Author Topic: #Wikileaks- Frustration and Disagreement on how to Honor Justice Scalia  (Read 776 times)

0 Members and 1 Guest are viewing this topic.

Offline ABX

  • Hero Member
  • *****
  • Posts: 900
  • Words full of sound and fury, signifying nothing.
More of an interesting conversation on how the left views the right and the disagreements on basic civility.

Quote

            
            
RE: Justice Scalia

            

               From:regan@law.georgetown.edu
               To: gottesma@law.georgetown.edu, peller@law.georgetown.edu, seidman@law.georgetown.edu, wtreanor@law.georgetown.edu
               Date: 2016-02-15 20:14
               Subject: RE: Justice Scalia
               
            


         

            

               For the most part, I was not an admirer of Justice Scalia's jurisprudence.  I nonetheless believe that Mike Gottesman has it right.  Whatever our differences, we're all ultimately united in a deep and profound way by our common mortality.  I think that there are ways to respect that while remaining true to our political convictions.

(Segmentation dataset excerpts)
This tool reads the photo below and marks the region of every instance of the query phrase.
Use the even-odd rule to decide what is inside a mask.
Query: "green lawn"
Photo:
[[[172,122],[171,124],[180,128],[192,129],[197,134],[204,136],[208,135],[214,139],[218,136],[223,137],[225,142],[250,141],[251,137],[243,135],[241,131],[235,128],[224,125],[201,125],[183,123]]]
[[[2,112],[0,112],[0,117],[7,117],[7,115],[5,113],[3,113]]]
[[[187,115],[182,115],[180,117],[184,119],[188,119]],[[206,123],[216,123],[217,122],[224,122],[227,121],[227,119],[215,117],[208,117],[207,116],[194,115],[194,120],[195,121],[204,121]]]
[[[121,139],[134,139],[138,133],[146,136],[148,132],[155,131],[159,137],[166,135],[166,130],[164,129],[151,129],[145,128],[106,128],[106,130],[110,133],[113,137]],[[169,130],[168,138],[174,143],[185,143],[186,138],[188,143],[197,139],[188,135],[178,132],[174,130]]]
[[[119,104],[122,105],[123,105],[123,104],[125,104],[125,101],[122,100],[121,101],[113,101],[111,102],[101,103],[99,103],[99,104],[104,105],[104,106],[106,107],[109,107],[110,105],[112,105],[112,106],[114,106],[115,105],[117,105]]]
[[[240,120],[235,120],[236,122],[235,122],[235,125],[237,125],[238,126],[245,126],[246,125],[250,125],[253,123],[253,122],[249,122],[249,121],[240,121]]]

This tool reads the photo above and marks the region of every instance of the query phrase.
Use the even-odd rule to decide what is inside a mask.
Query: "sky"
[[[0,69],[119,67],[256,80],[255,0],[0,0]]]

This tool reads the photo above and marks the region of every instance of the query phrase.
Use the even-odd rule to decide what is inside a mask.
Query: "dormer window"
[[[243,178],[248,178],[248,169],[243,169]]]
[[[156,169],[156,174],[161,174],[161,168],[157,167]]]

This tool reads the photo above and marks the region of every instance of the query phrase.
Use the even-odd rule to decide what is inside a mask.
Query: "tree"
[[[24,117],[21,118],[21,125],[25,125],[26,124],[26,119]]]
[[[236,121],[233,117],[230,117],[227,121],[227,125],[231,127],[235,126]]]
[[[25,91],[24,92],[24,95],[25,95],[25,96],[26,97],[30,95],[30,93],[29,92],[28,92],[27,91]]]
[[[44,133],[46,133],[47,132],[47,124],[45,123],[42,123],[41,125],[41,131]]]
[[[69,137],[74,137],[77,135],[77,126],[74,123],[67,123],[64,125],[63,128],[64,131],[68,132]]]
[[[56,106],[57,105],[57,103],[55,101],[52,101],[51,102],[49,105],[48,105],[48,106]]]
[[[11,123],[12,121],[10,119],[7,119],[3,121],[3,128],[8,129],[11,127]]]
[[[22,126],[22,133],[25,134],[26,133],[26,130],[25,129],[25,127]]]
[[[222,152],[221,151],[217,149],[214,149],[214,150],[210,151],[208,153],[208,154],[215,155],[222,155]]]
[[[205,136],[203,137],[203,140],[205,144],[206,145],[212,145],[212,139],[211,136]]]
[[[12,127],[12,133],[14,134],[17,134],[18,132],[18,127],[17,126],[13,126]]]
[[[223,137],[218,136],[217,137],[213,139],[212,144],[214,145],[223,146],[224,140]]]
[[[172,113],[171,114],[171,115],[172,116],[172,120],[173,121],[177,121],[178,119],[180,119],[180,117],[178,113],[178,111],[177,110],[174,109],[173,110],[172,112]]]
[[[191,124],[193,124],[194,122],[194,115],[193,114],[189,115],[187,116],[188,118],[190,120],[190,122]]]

▶ _Set problem 1_
In the forum post, who does the author of the quoted email say "has it right"?
▶ _Set problem 2_
Rewrite the forum post from "Author Topic: #Wikileaks- Frustration" up to and including "on basic civility.", changing "conversation" to "exchange".

▶ _Finished answer 1_
Mike Gottesman

▶ _Finished answer 2_
Author Topic: #Wikileaks- Frustration and Disagreement on how to Honor Justice Scalia  (Read 776 times)

0 Members and 1 Guest are viewing this topic.

Offline ABX

  • Hero Member
  • *****
  • Posts: 900
  • Words full of sound and fury, signifying nothing.
More of an interesting exchange on how the left views the right and the disagreements on basic civility.